Start of DOCUMENT TEXT

Whenever a tragedy on the scale of what happened (and continues to develop) down in New Orleans occurs, there are liable to be alot of differing opinions on how best to deal with the situation.

That is just the way it goes, and quite honestly, we can put our brains to task during a ‘post mortem’. Right now, its not worth arguing about. Right now, they need food, water, military/police presence to maintain order, strong backs to assist with cleanup, and engineers of all sorts to get services back … well, in service. Pointing political fingers around and judging the responses of this agency or that isn’t going to help anyone right now. So give where you can, if you have the ability and means to go down there and lend your assistance, do so, and if that doesn’t work, please do everyone else a favor and STFU.

For what its worth, we put in our names to host a displaced student from Xavier college in our home. DU opened its doors to the affected colleges to let their medical sciences students continue to do their thing until the doors could once more be opened down south. Maybe its a token effort, and there are others doing a lot more, but hey, its still something.

I do feel like I have alot in my brain about the issues the country and we as humans face in times like these. I will try not to dwell on the things mentioned above that will deserve closer inspection once all this is behind us, and instead on some of the abstract concepts around this.

First, Mother Nature kicks ass. It takes natural disasters only a fraction of this size to make people realize that. Whether its volcanoes, tornadoes, hurricanes, earthquakes, mudslides, tidal waves, forest fires or whatever … take your pick. I believe that we, as a species, need constant reminders that we do not in any way, shape or form control that element of life on this planet. To not have a healthy respect for its potential and power is, quite frankly, a lethal proposition. No, I’m not a tornado chaser, nor do I have some sort of death wish to participate in any of these sorts of events firsthand. But yes, they fascinate me. It is awe-inspiring, undeniably powerful and completely outside of our sphere of control. I get the “deer in the headlights” look in my eyes in the face of anything like this. Its almost outside of comprehension.

This brings me to my second point. I suppose, when you really cut to the chase, there is no place on this planet that is truly safe from any of this. I think I’ve picked a pretty low risk place to live, but guess what… there’s still the occasional tornado swirling closeby, a couple bad hail storms a year, and a blizzard once every 5-10 years that completely buries us for a day or five. Are those things as damaging to person and property as what they’re experiencing down in the south right now? No, not even close. That fact is decidedly not coincidental. I won’t live in Florida ever again. I wouldn’t live in California. By preference, I will stay away from coastlines. I won’t live in Kansas or the ‘tornado alley’. Was were I’ve settled a conscious choice with those factors in mind? You betcha.

Now, don’t get me wrong. Its not as if I’m not sympathetic to the plight of the affected people. These two facts have not a single thing to do with one another. I’ll speculate for a moment, though. If I were to have just come away from this disaster, or a similar one where all I had in the world was left in ruin … one of the very first questions in my mind would be whether i had made a sound choice in putting myself and my worldly possessions at that sort of risk. Maybe it really is just an odds game we all play.

Hmm … it occurs to me also that everyone has made a ‘choice’ of where to live. That isn’t a good assumption to make, so I’ll backtrack off that line of thinking for the moment and let that one percolate in my brain for a bit longer before ranting about it more. But I think can still safely add one thought to that mix without going overboard:

Folks, when you’re rebuilding your homes? Shoot for ABOVE sea level this time, huh? Man.

End of DOCUMENT TEXT
Start of DATASET

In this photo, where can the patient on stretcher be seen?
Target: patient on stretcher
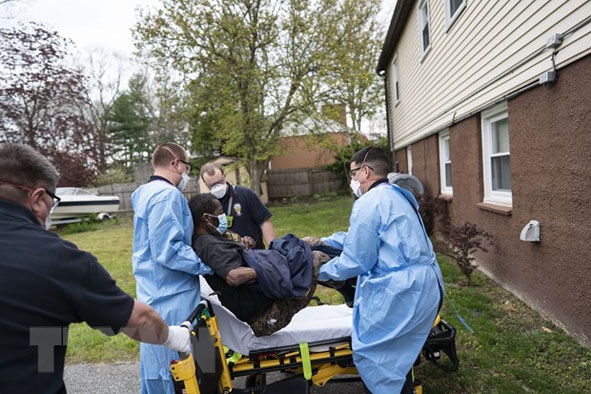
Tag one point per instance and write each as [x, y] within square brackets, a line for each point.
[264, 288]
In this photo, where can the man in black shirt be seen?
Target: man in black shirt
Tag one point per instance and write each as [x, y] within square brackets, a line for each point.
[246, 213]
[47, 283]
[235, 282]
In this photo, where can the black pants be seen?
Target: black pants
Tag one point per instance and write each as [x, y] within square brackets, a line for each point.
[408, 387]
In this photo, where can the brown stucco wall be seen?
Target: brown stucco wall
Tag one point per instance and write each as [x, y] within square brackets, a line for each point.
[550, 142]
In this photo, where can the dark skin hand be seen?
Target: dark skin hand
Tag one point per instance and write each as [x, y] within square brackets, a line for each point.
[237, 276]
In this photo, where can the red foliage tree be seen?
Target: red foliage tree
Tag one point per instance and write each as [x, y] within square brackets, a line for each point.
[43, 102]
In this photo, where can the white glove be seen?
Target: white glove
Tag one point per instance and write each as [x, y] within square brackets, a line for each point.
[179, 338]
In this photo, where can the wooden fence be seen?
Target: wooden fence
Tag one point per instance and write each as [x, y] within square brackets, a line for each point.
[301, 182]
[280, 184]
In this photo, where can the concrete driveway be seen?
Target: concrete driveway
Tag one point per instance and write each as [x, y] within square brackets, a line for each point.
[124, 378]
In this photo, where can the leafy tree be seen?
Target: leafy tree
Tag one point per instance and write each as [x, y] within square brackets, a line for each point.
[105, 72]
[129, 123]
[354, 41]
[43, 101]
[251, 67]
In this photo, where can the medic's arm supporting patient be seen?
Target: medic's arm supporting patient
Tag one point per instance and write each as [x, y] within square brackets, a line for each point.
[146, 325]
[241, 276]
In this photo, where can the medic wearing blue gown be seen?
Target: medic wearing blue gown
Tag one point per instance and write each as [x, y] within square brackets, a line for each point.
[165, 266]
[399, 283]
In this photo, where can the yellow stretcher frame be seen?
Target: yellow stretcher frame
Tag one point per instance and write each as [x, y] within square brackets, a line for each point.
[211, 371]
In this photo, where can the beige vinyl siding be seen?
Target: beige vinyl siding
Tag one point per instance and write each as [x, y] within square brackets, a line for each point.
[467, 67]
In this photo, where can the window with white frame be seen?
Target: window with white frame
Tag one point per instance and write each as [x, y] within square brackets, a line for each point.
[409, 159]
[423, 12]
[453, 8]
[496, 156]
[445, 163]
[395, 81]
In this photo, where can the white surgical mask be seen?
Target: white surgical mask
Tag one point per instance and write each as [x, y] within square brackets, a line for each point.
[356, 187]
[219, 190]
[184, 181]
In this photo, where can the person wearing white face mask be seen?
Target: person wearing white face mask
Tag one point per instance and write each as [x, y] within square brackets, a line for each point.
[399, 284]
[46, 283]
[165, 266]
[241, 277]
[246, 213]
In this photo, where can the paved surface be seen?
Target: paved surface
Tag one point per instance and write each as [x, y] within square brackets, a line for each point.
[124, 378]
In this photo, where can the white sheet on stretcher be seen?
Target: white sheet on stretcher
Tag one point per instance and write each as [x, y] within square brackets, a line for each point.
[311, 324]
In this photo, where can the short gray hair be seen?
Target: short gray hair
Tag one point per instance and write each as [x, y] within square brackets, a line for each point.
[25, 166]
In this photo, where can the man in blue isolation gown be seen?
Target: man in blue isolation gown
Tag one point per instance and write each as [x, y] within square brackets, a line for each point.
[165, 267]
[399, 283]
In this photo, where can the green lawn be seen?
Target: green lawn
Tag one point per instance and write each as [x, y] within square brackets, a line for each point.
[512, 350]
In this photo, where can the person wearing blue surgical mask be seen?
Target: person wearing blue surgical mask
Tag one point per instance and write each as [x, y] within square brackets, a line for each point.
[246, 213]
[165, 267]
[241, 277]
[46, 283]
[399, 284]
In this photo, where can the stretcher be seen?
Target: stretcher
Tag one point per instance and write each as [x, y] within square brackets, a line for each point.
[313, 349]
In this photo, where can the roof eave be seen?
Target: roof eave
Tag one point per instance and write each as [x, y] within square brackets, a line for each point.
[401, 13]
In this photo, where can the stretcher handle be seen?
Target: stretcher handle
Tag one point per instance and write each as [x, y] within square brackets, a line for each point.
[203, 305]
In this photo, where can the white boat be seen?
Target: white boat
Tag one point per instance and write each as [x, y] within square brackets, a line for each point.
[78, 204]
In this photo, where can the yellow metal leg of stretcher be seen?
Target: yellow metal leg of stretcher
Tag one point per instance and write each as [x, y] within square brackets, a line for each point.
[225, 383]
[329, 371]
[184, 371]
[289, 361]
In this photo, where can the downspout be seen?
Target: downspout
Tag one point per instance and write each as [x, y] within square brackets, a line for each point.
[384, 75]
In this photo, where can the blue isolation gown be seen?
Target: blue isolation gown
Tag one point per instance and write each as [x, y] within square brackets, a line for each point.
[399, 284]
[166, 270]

End of DATASET
Start of DATASET

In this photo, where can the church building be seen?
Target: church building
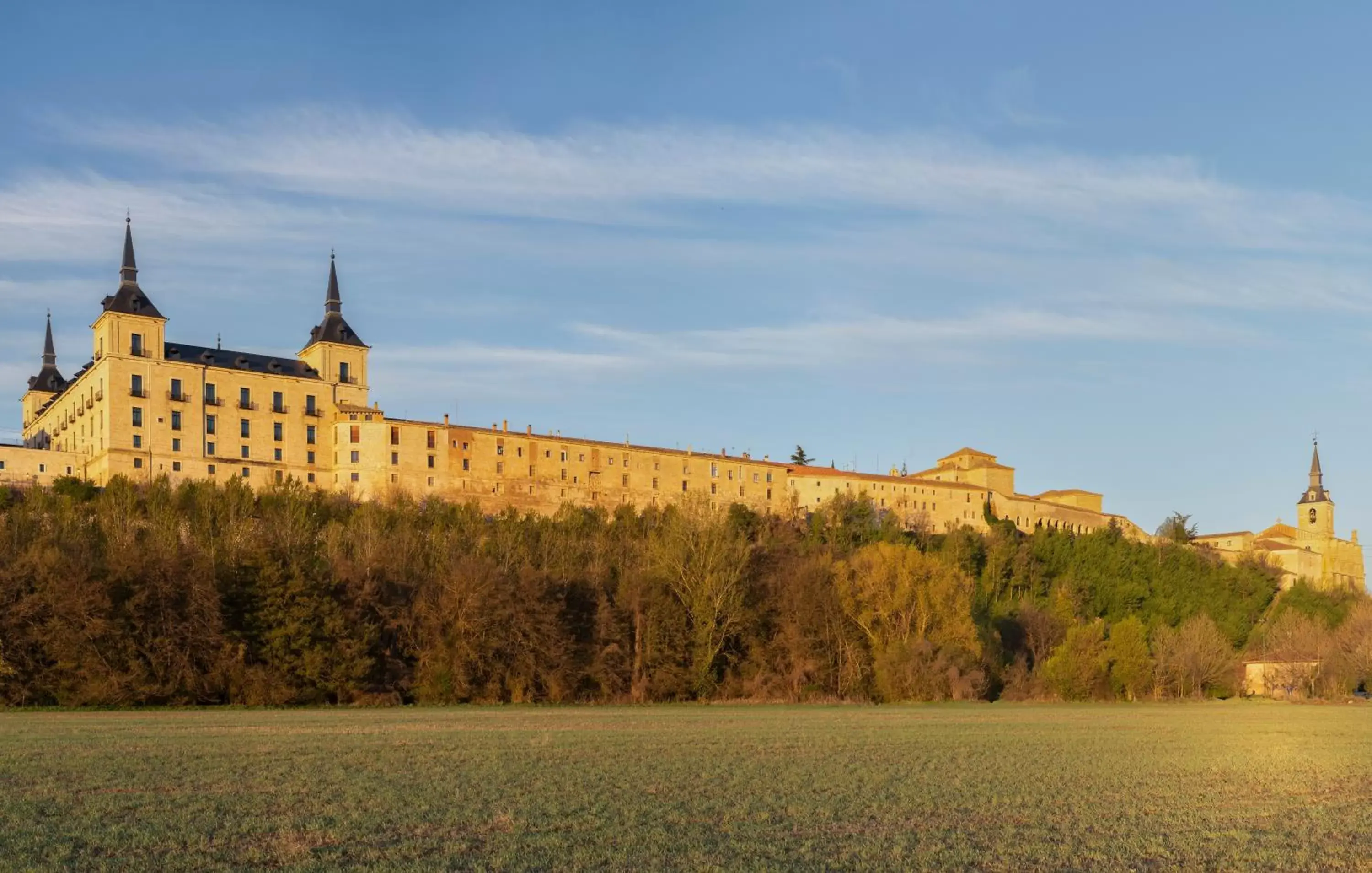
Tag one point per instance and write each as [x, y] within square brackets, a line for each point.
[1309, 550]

End of DATASET

* _BRIEF_: In the New Orleans post, list every kind of natural disaster named in the sentence that begins "Whether its volcanoes".

* _WRITTEN ANSWER_: volcanoes, tornadoes, hurricanes, earthquakes, mudslides, tidal waves, forest fires